§ **Source**:
======

Friction coefficients of borate esters dissolved in a poly α-olefin (PAO) were also measured using a pin and V-block apparatus as described in detail elsewhere [24, 25] to allow the results, measured in UHV, to be compared with those collected for the borate esters in solution.

The ITDB (Aldrich, 98 % purity), 2-propanol (Aldrich, 99.5 % purity), and TDB (Aldrich, 97 % purity) were transferred to glass bottles and attached to the gas-handling systems of the vacuum chambers, where they were subjected to several freeze–pump–thaw cycles. The purities of the compounds were monitored using mass spectroscopy.

======

§ **Supplied data**:

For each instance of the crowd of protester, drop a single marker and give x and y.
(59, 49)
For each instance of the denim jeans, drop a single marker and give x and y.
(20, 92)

======

§ **Exercise requirements**:
A. Using the borate ester text, mark each statement yes or no according to whether it agrees with the text, and quote the deciding words of the text for each. (i) The ITDB used was of 98 % purity. (ii) The purities of the compounds were monitored using gas chromatography. (iii) The compounds underwent a single freeze–pump–thaw cycle.
B. Print the stretch of the borate ester text from "Friction coefficients of" through "esters in solution.".

§ **In response**:
A.
(i) Yes: "The ITDB (Aldrich, 98 % purity)"
(ii) No: "The purities of the compounds were monitored using mass spectroscopy."
(iii) No: "where they were subjected to several freeze–pump–thaw cycles"

B.
Friction coefficients of borate esters dissolved in a poly α-olefin (PAO) were also measured using a pin and V-block apparatus as described in detail elsewhere [24, 25] to allow the results, measured in UHV, to be compared with those collected for the borate esters in solution.